• **WORKING DATA**
■ ■ ■ ■ ■

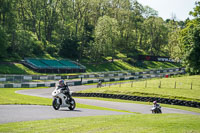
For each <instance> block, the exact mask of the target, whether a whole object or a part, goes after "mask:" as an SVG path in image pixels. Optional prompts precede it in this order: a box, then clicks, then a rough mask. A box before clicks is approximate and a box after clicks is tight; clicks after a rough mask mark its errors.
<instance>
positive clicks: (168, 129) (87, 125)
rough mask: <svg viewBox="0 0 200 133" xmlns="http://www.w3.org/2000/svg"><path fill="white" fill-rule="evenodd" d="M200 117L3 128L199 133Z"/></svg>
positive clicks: (70, 130)
mask: <svg viewBox="0 0 200 133" xmlns="http://www.w3.org/2000/svg"><path fill="white" fill-rule="evenodd" d="M199 125H200V116H196V115H183V114H162V115H119V116H91V117H78V118H63V119H50V120H40V121H27V122H17V123H8V124H1V125H0V131H1V132H4V133H8V132H15V133H25V132H27V131H28V132H29V133H35V132H41V133H43V132H48V133H64V132H67V133H199V132H200V126H199Z"/></svg>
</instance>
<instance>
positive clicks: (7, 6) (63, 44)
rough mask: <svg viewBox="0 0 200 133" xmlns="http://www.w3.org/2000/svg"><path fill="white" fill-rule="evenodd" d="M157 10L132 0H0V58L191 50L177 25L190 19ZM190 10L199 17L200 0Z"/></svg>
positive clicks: (79, 58)
mask: <svg viewBox="0 0 200 133" xmlns="http://www.w3.org/2000/svg"><path fill="white" fill-rule="evenodd" d="M157 14H158V13H157V11H155V10H154V9H152V8H150V7H148V6H146V7H144V6H142V5H141V4H140V3H138V2H137V1H132V0H123V1H119V0H0V34H1V36H0V52H1V54H0V58H1V59H9V58H15V59H22V58H24V57H42V56H44V55H47V54H49V55H51V56H54V57H64V58H73V59H79V60H80V61H81V60H82V59H83V58H84V59H85V58H87V59H89V60H91V61H96V62H99V61H100V60H101V59H103V58H104V57H108V56H110V57H112V59H114V58H115V55H116V54H117V53H124V54H125V55H127V54H132V55H136V54H148V55H160V56H170V57H172V58H174V59H177V60H179V59H183V57H184V56H185V55H184V54H183V53H185V54H186V55H190V54H189V53H187V52H184V51H185V50H186V49H185V48H186V47H184V46H186V45H187V42H188V41H184V42H183V39H182V38H184V37H183V36H185V35H187V34H184V33H182V30H187V29H188V30H189V29H191V28H188V26H189V25H190V23H193V22H194V21H195V20H189V19H187V20H186V21H185V22H183V21H176V19H174V18H172V19H168V20H163V19H162V18H160V17H158V15H157ZM191 15H193V16H194V17H195V18H196V19H197V18H199V3H196V8H195V10H194V12H191ZM197 22H198V20H196V24H195V25H193V28H192V29H195V27H198V24H197ZM186 24H187V25H186ZM185 28H186V29H185ZM185 32H186V31H185ZM192 34H193V32H191V35H192ZM196 34H198V33H194V34H193V35H196ZM191 41H195V40H194V39H193V40H191ZM195 48H196V47H195ZM186 51H187V50H186ZM194 52H195V51H194ZM187 59H188V58H187Z"/></svg>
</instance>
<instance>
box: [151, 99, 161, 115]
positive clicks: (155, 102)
mask: <svg viewBox="0 0 200 133" xmlns="http://www.w3.org/2000/svg"><path fill="white" fill-rule="evenodd" d="M160 108H161V106H160V104H158V103H157V101H153V108H152V110H156V109H159V110H160V113H161V112H162V111H161V109H160Z"/></svg>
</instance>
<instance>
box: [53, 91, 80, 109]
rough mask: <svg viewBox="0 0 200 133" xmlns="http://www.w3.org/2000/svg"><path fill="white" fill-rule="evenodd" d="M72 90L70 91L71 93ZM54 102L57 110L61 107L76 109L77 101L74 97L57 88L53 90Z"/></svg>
mask: <svg viewBox="0 0 200 133" xmlns="http://www.w3.org/2000/svg"><path fill="white" fill-rule="evenodd" d="M71 94H72V92H71V91H70V95H71ZM52 96H53V102H52V106H53V108H54V109H55V110H59V108H60V107H68V108H69V110H74V109H75V107H76V102H75V100H74V99H73V98H71V99H69V97H67V96H66V95H65V94H63V90H61V89H58V88H56V89H55V90H54V91H53V92H52Z"/></svg>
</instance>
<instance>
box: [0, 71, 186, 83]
mask: <svg viewBox="0 0 200 133" xmlns="http://www.w3.org/2000/svg"><path fill="white" fill-rule="evenodd" d="M168 72H169V73H170V72H182V73H183V72H185V68H167V69H163V70H148V71H144V72H130V73H122V72H121V73H116V74H114V72H113V73H110V74H90V75H67V76H58V75H46V76H45V75H15V76H14V75H13V76H10V75H2V76H0V81H1V82H5V81H11V82H12V81H31V80H59V79H74V78H105V77H121V76H124V77H125V76H138V75H142V74H156V75H157V74H162V73H168Z"/></svg>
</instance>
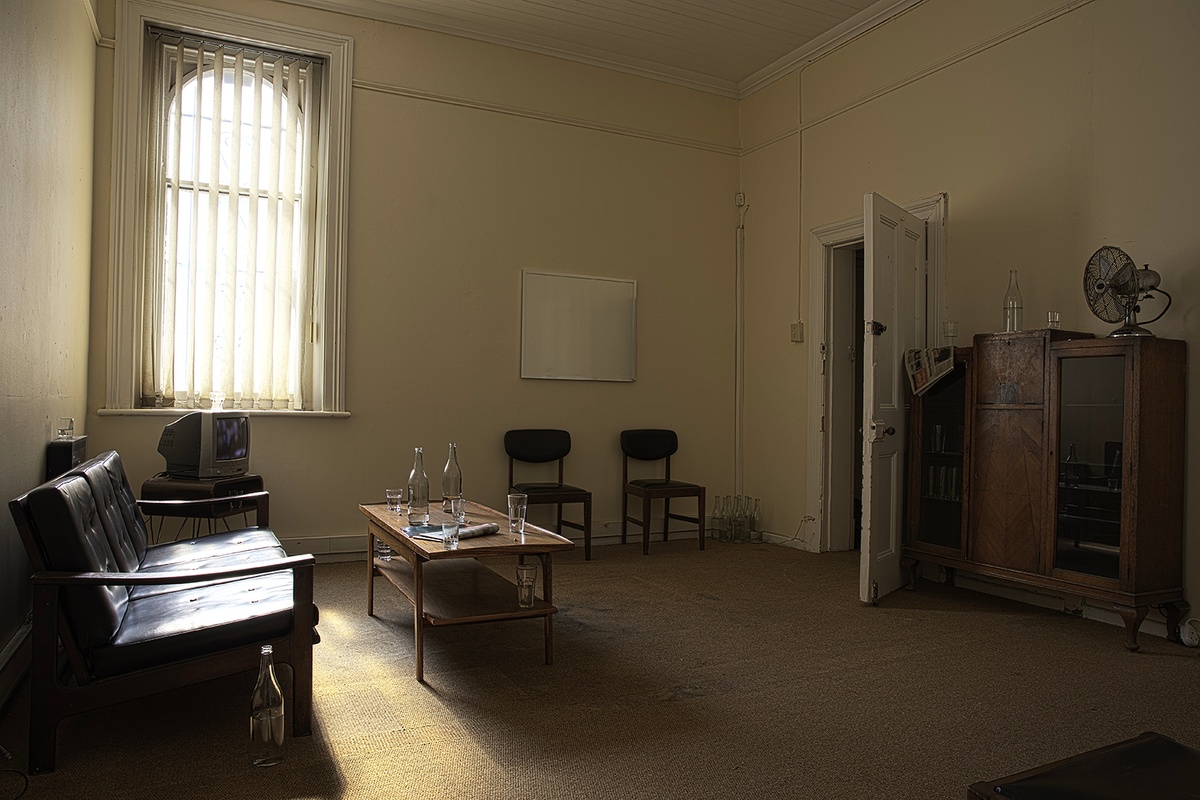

■ ■ ■ ■ ■

• **PROBLEM TO WORK ON**
Count how many lines of the listing contain the string "positive", treating uppercase and lowercase as different, and reply with only that number.

• **ANSWER SPACE**
5